DIRECTION
Reproduce all of the lines below verbatim, omitting the pictures from your copy.

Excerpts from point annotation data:
>> BEGIN

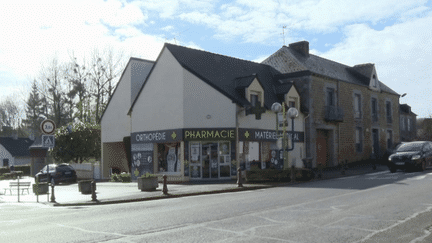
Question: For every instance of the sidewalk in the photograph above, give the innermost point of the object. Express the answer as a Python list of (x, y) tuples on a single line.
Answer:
[(116, 192)]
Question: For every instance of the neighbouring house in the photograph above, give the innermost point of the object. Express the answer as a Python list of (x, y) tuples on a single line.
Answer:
[(408, 124), (424, 129), (352, 115), (14, 151), (198, 115)]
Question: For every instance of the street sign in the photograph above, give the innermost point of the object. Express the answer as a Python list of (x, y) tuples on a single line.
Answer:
[(48, 126), (48, 141)]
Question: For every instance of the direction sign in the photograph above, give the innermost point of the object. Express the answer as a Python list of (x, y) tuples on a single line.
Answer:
[(48, 141), (48, 126)]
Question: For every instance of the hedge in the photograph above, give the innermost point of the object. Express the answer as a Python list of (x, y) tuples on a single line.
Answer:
[(24, 168)]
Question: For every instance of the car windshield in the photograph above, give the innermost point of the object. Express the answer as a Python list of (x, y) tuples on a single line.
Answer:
[(410, 147), (52, 168)]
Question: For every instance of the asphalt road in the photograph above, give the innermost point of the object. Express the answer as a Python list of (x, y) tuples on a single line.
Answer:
[(377, 207)]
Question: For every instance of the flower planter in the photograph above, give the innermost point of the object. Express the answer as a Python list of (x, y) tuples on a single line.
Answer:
[(85, 187), (148, 184), (41, 188)]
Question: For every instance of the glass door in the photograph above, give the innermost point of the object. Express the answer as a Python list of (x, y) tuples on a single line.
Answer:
[(195, 160), (209, 160), (224, 160)]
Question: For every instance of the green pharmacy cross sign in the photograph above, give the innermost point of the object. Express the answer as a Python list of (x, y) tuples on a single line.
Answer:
[(257, 110)]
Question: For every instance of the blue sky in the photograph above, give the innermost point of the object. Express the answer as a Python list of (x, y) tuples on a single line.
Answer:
[(397, 37)]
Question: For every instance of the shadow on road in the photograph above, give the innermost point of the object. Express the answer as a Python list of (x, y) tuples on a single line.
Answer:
[(366, 181)]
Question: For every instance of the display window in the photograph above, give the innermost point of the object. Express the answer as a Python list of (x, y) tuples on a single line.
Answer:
[(169, 157), (209, 160), (262, 155)]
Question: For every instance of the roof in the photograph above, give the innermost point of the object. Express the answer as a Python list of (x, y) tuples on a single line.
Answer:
[(138, 82), (17, 147), (288, 60), (225, 74)]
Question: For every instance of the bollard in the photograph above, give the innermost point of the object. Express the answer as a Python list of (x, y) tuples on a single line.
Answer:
[(343, 168), (165, 188), (239, 180), (93, 188), (293, 177), (52, 193)]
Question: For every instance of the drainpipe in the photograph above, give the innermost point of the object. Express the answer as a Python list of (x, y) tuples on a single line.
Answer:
[(338, 103)]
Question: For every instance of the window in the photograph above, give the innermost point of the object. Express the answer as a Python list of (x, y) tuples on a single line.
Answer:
[(403, 123), (389, 139), (374, 81), (291, 104), (357, 106), (388, 112), (374, 107), (254, 99), (168, 157), (330, 97), (359, 139), (409, 124)]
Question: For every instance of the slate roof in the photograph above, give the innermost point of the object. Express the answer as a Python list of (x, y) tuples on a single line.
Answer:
[(135, 87), (225, 74), (18, 147), (221, 72), (288, 60)]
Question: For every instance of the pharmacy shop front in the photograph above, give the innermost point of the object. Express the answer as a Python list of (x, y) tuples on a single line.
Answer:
[(185, 154)]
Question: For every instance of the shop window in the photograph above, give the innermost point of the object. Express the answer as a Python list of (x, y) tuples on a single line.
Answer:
[(389, 139), (374, 105), (359, 139), (169, 157), (409, 124), (254, 99), (357, 106), (388, 112), (330, 97)]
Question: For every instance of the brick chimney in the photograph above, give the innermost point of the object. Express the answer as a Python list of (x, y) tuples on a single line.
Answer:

>> END

FULL ANSWER
Question: For every instance of the sidewalk in the photograph above, give the innermost point of the object. Express the answer as a Python list of (x, y) tuples on a single line.
Answer:
[(116, 192)]
Question: For every instance of the neighbouring house in the photograph above, give the innermost point of the object. Express the answer as a Python list of (x, y) tuples on a single line.
Answer:
[(408, 124), (424, 129), (352, 115), (14, 151), (198, 115)]
Question: For every instance of the street sign in the photograph above, give the innermost point of the object. Express the answer as a Python list of (x, y) tuples on a single line.
Answer:
[(48, 126), (48, 141)]
Question: For every instance of the direction sign in the photograph above, give the innermost point of the object. Express the answer as a Python list of (x, y) tuples on a single line.
Answer:
[(48, 141), (48, 126)]
Question: For every instance of the hedge in the photograph above, give the innermost point of the object. Express the answer as a Python list of (x, y) tuples on a single line.
Answer:
[(24, 168)]
Question: For every instance of the car windshield in the photograph above, give the innermost point of the object. Express the answer as a Python list of (x, y) tuples on a single line.
Answer:
[(410, 147), (52, 168)]
Question: For every instance of the asphalt road in the photograph above, give the innermost point of the object. Express the answer as a Python list of (x, y) tuples on a single line.
Answer:
[(377, 207)]
Question: For every instance of the flower planter in the photograph above, give the innermost point of the object. Express the answer as a Python list of (x, y) tuples on a single line.
Answer:
[(85, 187), (148, 184), (41, 188)]
Question: For every instance of the glass door in the photograph above, give the innermost point of the object. Express the answer as a Python list of (x, y) tuples on a single line.
Answer:
[(195, 160), (209, 160), (224, 160)]
Question: For every instance of the green pharmacy cross sign in the photograph above, give the innermost point of the object. Express the answer as a Python list of (x, y) tuples on a single line.
Answer:
[(257, 110)]
Question: For every instance of the blue sky in the photograph above, give the innermost point of the object. Express the answer as a Python list of (x, y) tuples on a single line.
Answer:
[(397, 37)]
Question: For every instance of the shadow on road in the photograph above, give the innermost point of the object. Express the answer as a Python list of (x, y) tuples on a single line.
Answer:
[(366, 181)]
Question: For every instance of the display window in the photograph above, give the innermost point of the object. Express the answer as a Python list of (x, y) tuples on a single line.
Answer:
[(169, 157), (209, 160), (262, 155)]
Question: For every instance of the roof in the photograph above, give the innermost point of the object. Express the answer as a Python list of (x, y) tuples on a single line.
Answer:
[(138, 82), (17, 147), (288, 60), (225, 74)]
Question: For every instance of the bollard in the photograph above, give the innermost point of the object. Express the answer as a Python list of (x, y) tuples on a single line.
Answer:
[(343, 168), (165, 188), (239, 180), (93, 188), (293, 177), (52, 193)]
Question: For every instance of the drainpipe in the photograph above, give the innermost point of the object. Express the answer as a Python list of (x, y) tuples on a single line.
Answer:
[(338, 103)]
Question: For every instance of the window in the photograph above, give the innermost point of the object. Express the answer as a Python list of (x, y) tuples on a single line.
Answer:
[(403, 123), (389, 139), (374, 81), (291, 104), (357, 106), (388, 112), (374, 107), (254, 99), (168, 157), (330, 97), (359, 139), (409, 124)]
Question: For every instance of the slate roof in the photograph above, give the innermost point of the object. Express the answer as a Python list of (x, y) tuples on a single line.
Answer:
[(135, 87), (225, 74), (18, 147), (221, 72), (288, 60)]
Question: For every instance of the pharmacy shop front in the photograph above, give the innermost point of the object. Express the answer as a Python list of (x, y) tuples on a single line.
Answer:
[(185, 154)]
Question: For every instance of the shop window in the photograph above, give the innermost point of the object. Express the answer as a Python list of (x, y) tuples on a single line.
Answer:
[(389, 139), (374, 105), (359, 139), (169, 157), (409, 124), (254, 99), (357, 106), (388, 112), (330, 97)]
Question: For every instance of the brick chimney in the photograph above, give the innermost point of the object. Express the answer as a Python list of (x, y) tuples on a single line.
Answer:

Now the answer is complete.